Task objective: Copy out all the lines of the data that hold the word "give".

Source information:
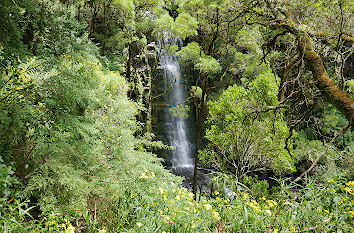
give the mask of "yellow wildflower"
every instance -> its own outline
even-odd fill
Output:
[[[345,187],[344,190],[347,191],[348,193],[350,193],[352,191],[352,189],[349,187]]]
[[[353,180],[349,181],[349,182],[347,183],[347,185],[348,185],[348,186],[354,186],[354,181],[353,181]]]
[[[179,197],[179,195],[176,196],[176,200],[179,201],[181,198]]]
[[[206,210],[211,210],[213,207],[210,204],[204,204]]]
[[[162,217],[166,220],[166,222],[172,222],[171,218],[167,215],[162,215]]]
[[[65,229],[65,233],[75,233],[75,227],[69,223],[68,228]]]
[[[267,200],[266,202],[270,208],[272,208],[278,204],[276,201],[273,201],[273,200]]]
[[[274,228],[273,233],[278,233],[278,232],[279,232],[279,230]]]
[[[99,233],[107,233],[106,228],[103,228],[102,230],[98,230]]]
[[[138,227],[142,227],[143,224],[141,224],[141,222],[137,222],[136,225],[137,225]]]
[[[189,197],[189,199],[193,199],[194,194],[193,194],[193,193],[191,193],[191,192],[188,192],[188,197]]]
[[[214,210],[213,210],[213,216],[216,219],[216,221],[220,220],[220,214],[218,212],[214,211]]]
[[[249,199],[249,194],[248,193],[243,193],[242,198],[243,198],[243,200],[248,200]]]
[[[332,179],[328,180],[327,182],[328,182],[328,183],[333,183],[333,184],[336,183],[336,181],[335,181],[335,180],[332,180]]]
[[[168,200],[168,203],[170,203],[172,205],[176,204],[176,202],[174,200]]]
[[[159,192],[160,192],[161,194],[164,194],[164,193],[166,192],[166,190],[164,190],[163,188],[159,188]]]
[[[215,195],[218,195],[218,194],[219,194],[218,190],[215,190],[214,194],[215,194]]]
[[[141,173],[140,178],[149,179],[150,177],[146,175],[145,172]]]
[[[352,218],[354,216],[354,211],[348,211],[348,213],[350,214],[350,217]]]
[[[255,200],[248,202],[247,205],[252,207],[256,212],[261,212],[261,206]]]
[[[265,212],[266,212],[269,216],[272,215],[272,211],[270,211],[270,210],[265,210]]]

==

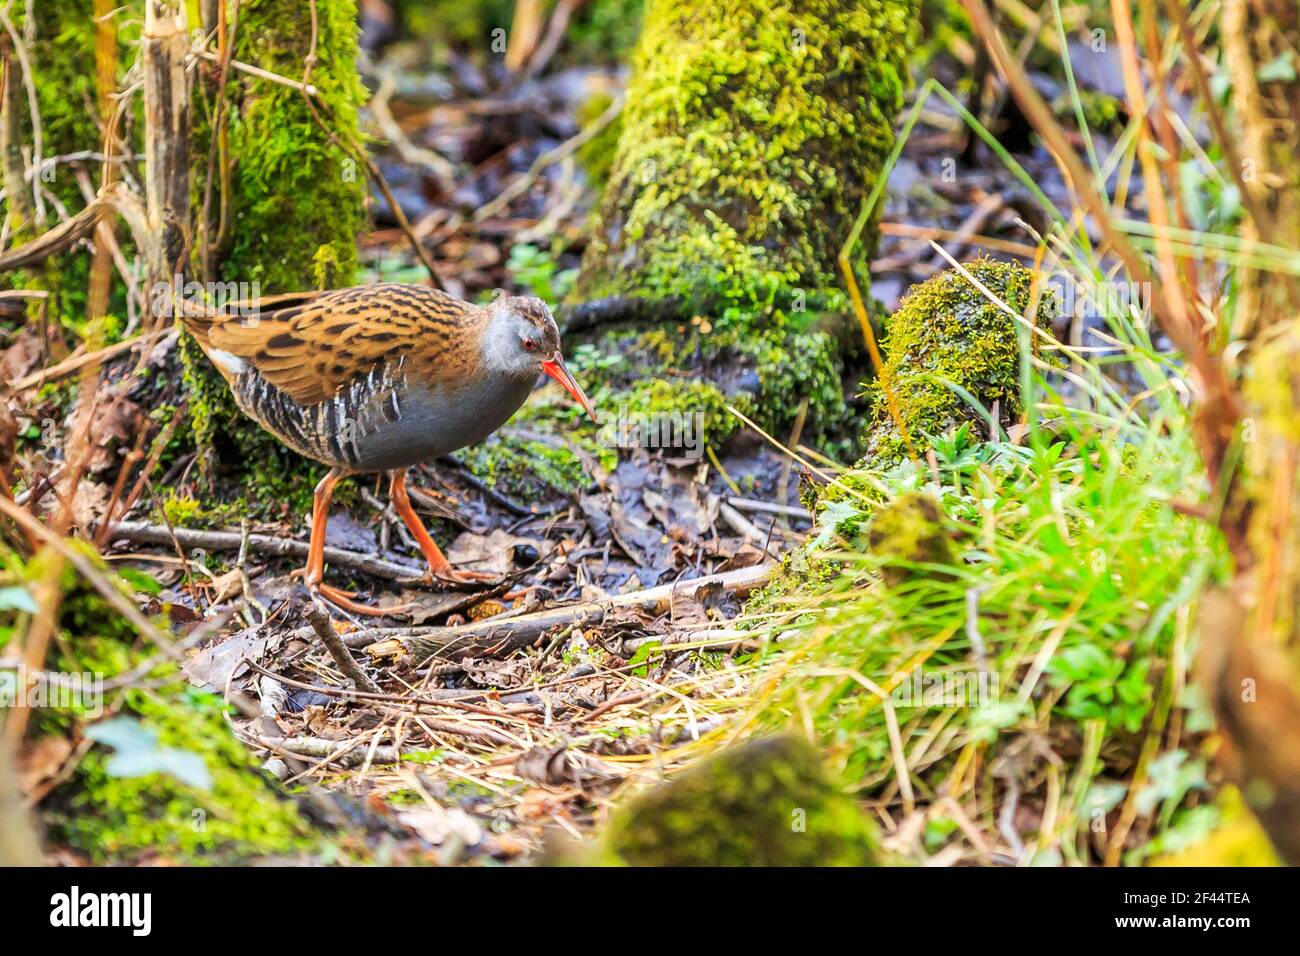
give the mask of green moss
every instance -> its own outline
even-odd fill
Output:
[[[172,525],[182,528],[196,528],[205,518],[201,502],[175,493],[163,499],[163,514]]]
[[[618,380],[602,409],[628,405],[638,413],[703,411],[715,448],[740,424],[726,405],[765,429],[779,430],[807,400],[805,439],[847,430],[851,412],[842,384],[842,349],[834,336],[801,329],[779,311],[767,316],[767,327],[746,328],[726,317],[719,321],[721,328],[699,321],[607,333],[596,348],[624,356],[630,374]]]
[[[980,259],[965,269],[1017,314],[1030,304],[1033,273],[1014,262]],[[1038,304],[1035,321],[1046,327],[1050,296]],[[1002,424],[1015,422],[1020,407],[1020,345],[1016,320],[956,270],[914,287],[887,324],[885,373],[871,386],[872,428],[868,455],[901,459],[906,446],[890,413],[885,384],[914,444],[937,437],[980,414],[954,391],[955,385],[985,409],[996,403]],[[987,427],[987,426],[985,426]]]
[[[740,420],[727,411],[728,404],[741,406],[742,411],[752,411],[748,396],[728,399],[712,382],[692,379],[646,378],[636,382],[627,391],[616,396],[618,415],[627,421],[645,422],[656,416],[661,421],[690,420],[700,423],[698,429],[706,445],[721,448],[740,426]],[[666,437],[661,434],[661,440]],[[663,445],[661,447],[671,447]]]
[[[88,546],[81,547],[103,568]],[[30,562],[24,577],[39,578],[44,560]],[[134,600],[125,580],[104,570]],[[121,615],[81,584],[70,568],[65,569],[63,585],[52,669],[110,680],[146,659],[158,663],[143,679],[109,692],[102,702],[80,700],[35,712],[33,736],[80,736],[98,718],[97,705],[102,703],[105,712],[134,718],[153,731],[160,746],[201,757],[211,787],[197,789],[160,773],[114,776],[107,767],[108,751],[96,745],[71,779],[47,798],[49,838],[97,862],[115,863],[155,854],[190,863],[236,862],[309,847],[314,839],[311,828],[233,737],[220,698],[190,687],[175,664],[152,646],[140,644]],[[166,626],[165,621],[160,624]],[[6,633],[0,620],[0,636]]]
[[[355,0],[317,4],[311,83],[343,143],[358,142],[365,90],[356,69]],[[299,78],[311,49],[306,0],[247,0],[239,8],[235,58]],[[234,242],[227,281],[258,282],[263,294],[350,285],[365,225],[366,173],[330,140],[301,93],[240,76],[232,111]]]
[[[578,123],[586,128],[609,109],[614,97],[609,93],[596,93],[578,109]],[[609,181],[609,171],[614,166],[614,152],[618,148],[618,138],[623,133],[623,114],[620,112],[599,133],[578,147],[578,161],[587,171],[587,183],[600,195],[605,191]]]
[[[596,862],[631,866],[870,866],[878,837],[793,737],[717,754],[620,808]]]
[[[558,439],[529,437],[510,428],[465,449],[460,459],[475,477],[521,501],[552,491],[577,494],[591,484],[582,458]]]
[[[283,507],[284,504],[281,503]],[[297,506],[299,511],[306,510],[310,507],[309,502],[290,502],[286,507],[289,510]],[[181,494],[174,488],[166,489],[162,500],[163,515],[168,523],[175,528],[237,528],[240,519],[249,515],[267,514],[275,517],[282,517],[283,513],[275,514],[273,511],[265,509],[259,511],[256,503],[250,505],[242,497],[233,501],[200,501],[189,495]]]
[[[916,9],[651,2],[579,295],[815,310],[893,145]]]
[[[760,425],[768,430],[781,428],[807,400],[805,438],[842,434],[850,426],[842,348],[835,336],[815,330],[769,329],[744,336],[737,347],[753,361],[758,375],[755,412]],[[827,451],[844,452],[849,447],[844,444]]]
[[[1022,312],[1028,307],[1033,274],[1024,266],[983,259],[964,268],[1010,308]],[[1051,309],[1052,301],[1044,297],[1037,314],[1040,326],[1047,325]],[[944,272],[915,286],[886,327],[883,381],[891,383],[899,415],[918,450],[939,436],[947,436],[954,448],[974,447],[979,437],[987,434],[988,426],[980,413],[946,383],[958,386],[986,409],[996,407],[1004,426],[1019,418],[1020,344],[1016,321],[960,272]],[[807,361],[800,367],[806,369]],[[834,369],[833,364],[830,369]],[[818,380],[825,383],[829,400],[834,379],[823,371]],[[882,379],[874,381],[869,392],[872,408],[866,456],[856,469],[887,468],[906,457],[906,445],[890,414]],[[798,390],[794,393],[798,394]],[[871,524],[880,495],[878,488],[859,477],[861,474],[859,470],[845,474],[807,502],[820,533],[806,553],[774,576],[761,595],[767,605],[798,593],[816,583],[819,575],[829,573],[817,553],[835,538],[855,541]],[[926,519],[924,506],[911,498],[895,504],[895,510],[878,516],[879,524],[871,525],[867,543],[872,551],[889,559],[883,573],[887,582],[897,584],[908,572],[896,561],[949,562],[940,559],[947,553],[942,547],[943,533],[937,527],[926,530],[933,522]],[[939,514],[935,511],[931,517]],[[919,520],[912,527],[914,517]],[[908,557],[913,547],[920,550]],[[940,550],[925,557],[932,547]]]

Written response:
give the mask of "yellow wildflower"
give the mask of green moss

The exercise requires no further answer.